-- Begin Text passage --

GENERAL PERMIT RESTRICTIONS

§ 287.211.  Term of permits.

   (a)  A permit issued under this article will be issued for a fixed term consistent with the approved operation and design plans of the facility, and not to exceed 10 years. An operator may apply for permit renewal prior to the expiration of the permit term under § 287.223 (relating to permit renewal).

   (b)  The Department may grant a longer fixed term if the following are met:

   (1)  The application is complete for the longer fixed term.

   (2)  The applicant shows that a specified longer term is reasonably needed to allow the applicant to obtain necessary financing for the facility, and this need is confirmed, in writing, by the applicant's source of financing.

   (c)  Residual waste may not be disposed, processed or beneficially used under a permit after the expiration of the permit term for disposal, processing or beneficial use. Expiration of the permit term does not limit the operator's responsibility for complying with closure and postclosure requirements and all other requirements under the act, the environmental protection acts, the regulations promulgated thereunder or the terms or conditions of its permit.

   (d)  The Department will, from time to time, but at intervals not to exceed 5 years, review a permit issued under this article. In its review, the Department will evaluate the permit to determine whether it reflects currently applicable operating requirements, as well as current technology and management practices. The Department may require modification, suspension or revocation of the permit when necessary to carry out the purposes of the act, the environmental protection acts and this title. The Department will require the operator to provide a summary of changes to the operations since the initial permit or the latest major permit modification was approved.

   (e)  If no residual waste is processed or disposed under a permit within 5 years of the date of issuance by the Department of a permit for the facility, the permit is void.

§ 287.212.  Conditions of permits--general and right of entry.

-- End Text passage --
-- Begin Dataset --

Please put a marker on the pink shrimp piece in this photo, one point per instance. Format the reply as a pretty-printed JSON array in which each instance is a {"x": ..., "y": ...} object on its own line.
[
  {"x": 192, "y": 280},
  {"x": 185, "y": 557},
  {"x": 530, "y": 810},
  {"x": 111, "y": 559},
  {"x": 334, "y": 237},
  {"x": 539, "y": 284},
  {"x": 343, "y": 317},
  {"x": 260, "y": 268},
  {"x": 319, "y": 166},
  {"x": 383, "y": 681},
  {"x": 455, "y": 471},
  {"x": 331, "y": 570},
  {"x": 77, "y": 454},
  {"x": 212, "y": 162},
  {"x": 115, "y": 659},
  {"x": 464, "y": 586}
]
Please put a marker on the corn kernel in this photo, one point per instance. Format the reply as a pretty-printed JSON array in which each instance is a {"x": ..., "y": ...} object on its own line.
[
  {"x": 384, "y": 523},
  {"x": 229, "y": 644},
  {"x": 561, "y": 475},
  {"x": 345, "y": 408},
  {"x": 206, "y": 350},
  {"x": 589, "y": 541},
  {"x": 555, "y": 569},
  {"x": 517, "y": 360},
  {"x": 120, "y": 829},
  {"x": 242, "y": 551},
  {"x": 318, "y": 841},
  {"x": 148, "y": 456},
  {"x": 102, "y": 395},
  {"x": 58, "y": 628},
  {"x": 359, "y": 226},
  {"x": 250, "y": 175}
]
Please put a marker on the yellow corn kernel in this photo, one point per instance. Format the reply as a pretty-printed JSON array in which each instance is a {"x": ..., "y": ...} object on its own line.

-- End Dataset --

Task prompt: Write what comes next in the passage on permit restrictions, starting right after its last heading. The listing is separate material with no connection to the passage on permit restrictions.

Result:
   Each permit issued by the Department will ensure and contain the following conditions:

   (1)  Except to the extent that the permit states otherwise, the permittee shall operate the facility as described in the approved application.

   (2)  The permittee shall allow authorized representatives of the Commonwealth, without advance notice or a search warrant, upon presentation of appropriate credentials, and without delay, to have access to areas in which the solid waste management facility will be, is being, or has been operated to ensure compliance with the act, regulations promulgated under the act, and a permit, license or order issued by the Department under the act.

   (3)  The permittee shall affect by solid waste management operations only those lands specifically approved in the permit and for which a bond has been filed with the Department under Subchapter E (relating to bonding and insurance requirements).

   (4)  The permittee shall notify the Department within the time stated in the permit and if no time is stated not later than 45 days, on a form prepared by the Department, after the transfer has occurred of a controlling interest in the owner or operator, if the transfer does not require a permit modification under § 287.154 (relating to public notice and public hearings for permit modifications) or a permit reissuance under § 287.221 (relating to permit reissuance). The notification shall contain the same information relating to the person who obtained the controlling interest in the owner or operator as is required of a permit applicant in a permit application under §§ 287.124 and 287.125 (relating to identification of interests; and compliance information). A ''controlling interest'' means the possession, direct or indirect, of the power to direct or cause the direction of the management and policies of a person, whether through the ownership of voting securities, by contract or otherwise.

PERMIT REISSUANCE, MODIFICATION AND RENEWAL

§ 287.221.  Permit reissuance.

   (a)  A transfer, assignment or sale of rights granted under a permit may not be made without obtaining permit reissuance.

   (b)  An application for permit reissuance shall be made on forms provided by the Department and shall contain the following:

   (1)  A written statement that the person assumes, upon reissuance of the permit, all liability for operation, maintenance, pollution, closure, postclosure maintenance, final cover and other responsibilities under the act, the environmental protection acts, this title and the terms and conditions of the permit from the date of original issuance of the permit.

   (2)  A detailed explanation of the schedule and procedure for transferring control of the facility to the applicant.

   (3)  For applications for the reissuance of permits that were issued prior to July 4, 1992, a complete application for permit modification to correct deficiencies identified under § 287.115 (relating to filing by permitted facilities).

   (4)  One of the following:

   (i)  An entirely new application under this article.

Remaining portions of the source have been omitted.